Identify the line that contains "In this picture, where can the man's left" in the material. Output it and every line after it, unchanged, through the end.
* start *
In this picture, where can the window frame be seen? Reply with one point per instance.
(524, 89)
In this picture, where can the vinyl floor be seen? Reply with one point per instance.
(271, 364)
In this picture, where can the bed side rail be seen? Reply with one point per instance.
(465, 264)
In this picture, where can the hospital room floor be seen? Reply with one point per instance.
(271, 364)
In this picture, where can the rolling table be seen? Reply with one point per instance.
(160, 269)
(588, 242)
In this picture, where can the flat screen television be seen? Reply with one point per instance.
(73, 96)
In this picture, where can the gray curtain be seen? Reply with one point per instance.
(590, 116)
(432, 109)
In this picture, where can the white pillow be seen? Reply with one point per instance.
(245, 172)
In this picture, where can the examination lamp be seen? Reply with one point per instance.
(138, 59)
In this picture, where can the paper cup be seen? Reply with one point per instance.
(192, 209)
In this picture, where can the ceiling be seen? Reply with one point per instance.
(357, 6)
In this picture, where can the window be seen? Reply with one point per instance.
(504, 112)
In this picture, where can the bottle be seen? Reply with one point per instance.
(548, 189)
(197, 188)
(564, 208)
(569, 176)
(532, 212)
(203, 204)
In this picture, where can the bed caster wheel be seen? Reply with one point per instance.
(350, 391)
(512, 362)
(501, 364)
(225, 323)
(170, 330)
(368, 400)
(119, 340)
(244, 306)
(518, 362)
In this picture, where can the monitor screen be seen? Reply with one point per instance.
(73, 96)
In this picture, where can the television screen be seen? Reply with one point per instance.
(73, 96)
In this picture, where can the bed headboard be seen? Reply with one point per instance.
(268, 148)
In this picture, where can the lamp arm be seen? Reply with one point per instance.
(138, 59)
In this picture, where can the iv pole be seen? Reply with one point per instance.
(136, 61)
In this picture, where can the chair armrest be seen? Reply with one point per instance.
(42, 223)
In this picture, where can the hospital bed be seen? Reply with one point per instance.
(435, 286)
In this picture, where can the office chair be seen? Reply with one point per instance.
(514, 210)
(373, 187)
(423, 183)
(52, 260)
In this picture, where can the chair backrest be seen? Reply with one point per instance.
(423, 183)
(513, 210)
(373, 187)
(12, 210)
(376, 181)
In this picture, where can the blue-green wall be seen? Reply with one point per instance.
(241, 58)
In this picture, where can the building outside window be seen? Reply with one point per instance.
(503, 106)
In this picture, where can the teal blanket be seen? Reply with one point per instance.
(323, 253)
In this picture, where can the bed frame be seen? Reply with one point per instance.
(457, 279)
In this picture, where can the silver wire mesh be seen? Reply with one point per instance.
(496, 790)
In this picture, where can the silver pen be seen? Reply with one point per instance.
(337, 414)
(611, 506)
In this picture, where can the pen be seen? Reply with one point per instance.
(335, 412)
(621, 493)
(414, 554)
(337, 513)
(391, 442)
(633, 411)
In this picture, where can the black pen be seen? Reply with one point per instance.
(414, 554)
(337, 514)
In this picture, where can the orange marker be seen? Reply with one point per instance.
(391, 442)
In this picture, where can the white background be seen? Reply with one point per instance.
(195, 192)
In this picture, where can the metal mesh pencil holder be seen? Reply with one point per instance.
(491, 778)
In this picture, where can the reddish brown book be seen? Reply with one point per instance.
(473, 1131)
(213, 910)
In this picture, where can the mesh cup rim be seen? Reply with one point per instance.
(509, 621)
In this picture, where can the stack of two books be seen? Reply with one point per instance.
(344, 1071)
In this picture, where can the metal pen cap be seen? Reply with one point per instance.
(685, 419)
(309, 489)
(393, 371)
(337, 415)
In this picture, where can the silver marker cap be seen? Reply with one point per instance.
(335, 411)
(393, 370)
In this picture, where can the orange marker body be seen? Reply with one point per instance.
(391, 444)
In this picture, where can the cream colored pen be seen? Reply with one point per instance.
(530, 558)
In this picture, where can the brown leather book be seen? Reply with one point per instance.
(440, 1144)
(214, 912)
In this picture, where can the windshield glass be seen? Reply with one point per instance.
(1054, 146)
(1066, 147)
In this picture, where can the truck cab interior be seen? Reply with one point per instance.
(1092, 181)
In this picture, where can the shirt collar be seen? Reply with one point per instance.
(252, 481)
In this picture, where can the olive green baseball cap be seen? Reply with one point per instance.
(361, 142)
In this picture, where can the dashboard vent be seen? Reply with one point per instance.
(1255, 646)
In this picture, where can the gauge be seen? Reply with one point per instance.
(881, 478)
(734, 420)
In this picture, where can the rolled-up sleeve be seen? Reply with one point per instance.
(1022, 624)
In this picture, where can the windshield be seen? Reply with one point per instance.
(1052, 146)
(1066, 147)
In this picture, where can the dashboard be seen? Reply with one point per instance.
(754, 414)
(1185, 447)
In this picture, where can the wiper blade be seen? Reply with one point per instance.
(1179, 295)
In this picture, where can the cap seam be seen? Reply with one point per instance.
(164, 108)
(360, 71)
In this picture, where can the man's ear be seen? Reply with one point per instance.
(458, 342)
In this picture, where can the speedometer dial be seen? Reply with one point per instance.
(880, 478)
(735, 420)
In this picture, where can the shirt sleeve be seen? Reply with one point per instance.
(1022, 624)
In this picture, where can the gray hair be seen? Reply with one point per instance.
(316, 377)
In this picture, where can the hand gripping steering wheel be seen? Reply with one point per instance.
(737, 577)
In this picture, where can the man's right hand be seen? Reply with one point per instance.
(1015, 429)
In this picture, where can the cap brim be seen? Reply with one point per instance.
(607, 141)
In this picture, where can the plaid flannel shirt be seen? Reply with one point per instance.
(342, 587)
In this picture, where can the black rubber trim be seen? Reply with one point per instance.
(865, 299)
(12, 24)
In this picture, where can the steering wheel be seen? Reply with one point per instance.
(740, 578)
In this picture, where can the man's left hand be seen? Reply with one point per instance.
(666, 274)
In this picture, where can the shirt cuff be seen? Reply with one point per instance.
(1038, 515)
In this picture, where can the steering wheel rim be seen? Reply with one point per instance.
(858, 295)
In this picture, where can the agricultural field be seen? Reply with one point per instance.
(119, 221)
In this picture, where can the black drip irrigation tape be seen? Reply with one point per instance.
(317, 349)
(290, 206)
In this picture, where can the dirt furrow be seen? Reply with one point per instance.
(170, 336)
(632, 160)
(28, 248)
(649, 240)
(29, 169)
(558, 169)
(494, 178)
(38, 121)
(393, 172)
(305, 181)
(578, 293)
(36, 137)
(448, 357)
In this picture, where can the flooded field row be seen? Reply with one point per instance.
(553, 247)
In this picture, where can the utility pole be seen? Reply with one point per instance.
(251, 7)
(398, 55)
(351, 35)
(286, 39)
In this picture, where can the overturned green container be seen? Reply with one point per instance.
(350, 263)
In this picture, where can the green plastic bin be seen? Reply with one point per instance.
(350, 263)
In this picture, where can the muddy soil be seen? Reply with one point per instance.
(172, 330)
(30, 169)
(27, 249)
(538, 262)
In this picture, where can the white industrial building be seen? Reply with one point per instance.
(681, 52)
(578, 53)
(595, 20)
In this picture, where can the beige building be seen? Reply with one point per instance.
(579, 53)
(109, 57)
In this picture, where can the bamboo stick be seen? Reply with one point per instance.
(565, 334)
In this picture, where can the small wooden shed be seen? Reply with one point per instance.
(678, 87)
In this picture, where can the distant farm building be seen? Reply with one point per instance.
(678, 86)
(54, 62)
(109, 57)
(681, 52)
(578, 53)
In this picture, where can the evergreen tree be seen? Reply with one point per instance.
* end *
Written reply:
In this picture, where can the man's left hand be seen? Reply with one point per instance.
(666, 274)
In this picture, where can the shirt cuff be seen? Reply with one point per instance.
(1038, 515)
In this picture, where can the steering wheel rim be seen? Reply with one point per instance.
(858, 295)
In this picture, where can the agricultural field be seen? Reply with one point per instance.
(119, 221)
In this picture, where can the black drip irrigation tape be seen? Reply with one point per instance.
(317, 349)
(290, 206)
In this picture, where can the dirt furrow be seen? Reply with one point per instance.
(170, 336)
(632, 160)
(28, 248)
(649, 240)
(29, 169)
(558, 169)
(494, 178)
(38, 121)
(393, 172)
(305, 181)
(578, 293)
(36, 137)
(448, 357)
In this picture, where can the flooded field row be seen? Reply with one point per instance.
(553, 247)
In this picture, where can the utility pole be seen? Reply with one point per instance.
(251, 7)
(398, 55)
(351, 35)
(286, 39)
In this picture, where can the overturned green container be seen? Reply with one point per instance.
(350, 263)
In this picture, where can the green plastic bin be seen? Reply with one point per instance.
(350, 263)
In this picture, where can the muddy soil be seen? Reply with one point per instance.
(172, 330)
(30, 169)
(27, 249)
(538, 262)
In this picture, where can the white industrial building be seen? Reply with one point per instance.
(681, 52)
(578, 53)
(595, 20)
In this picture, where can the beige building be seen? Reply with one point per instance.
(579, 53)
(109, 57)
In this picture, where can the bamboo stick be seen? Reply with one point per instance.
(565, 334)
In this picture, where can the small wooden shed be seen? Reply with one point per instance.
(678, 87)
In this picture, where can the distant farm building be seen? Reply with one point per instance.
(678, 86)
(54, 62)
(109, 57)
(681, 52)
(578, 53)
In this picture, where can the evergreen tree be seen? Reply with one point per instance.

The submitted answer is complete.